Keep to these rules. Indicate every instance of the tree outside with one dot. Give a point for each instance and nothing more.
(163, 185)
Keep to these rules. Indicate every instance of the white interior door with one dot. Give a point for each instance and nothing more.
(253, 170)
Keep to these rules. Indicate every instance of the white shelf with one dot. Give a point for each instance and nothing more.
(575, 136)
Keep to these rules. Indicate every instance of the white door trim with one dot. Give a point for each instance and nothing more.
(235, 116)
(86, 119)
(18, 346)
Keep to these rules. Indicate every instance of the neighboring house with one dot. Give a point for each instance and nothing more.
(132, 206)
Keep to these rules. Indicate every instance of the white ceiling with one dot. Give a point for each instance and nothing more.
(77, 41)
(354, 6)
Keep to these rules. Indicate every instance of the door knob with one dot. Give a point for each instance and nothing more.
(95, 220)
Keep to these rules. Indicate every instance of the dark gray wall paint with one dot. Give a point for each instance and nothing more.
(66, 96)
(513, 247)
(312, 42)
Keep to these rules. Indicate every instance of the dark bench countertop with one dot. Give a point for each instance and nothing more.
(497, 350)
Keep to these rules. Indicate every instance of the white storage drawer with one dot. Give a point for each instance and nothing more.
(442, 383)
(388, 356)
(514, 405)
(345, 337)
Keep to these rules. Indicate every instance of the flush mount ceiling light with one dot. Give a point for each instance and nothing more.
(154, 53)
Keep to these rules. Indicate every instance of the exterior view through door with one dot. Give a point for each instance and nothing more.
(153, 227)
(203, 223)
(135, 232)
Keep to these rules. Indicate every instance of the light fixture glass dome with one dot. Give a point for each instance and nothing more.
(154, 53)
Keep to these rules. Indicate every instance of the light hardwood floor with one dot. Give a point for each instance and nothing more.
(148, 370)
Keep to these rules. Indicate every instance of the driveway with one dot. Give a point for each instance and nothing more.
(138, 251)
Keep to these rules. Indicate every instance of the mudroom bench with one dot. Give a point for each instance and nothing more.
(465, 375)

+ + + + + + +

• [What you will do] Transcribe only the trailing portion of the entries above: the line that contains "Keep to these rules. Indicate every instance of the exterior" and each line after it.

• [Expected output]
Keep to these rules. Indicate every instance of the exterior view through door with one dot. Give a point for each instance and nothing more.
(153, 227)
(203, 223)
(135, 232)
Keep to these rules. Indicate every instance of the light fixture glass dome with one dot. Give a point for each instance and nothing more.
(154, 53)
Keep to these rules. Indicate every instance of the light hardwood floor with one dot. Give a point for each instance and nothing more.
(148, 370)
Keep to these rules. Indicate every instance of the driveway with one dot. Give a point for each instance and nothing more.
(138, 251)
Keep to these rules. Indicate every instance of the mudroom bench with one dot. Give a point for each instance and nothing more.
(465, 375)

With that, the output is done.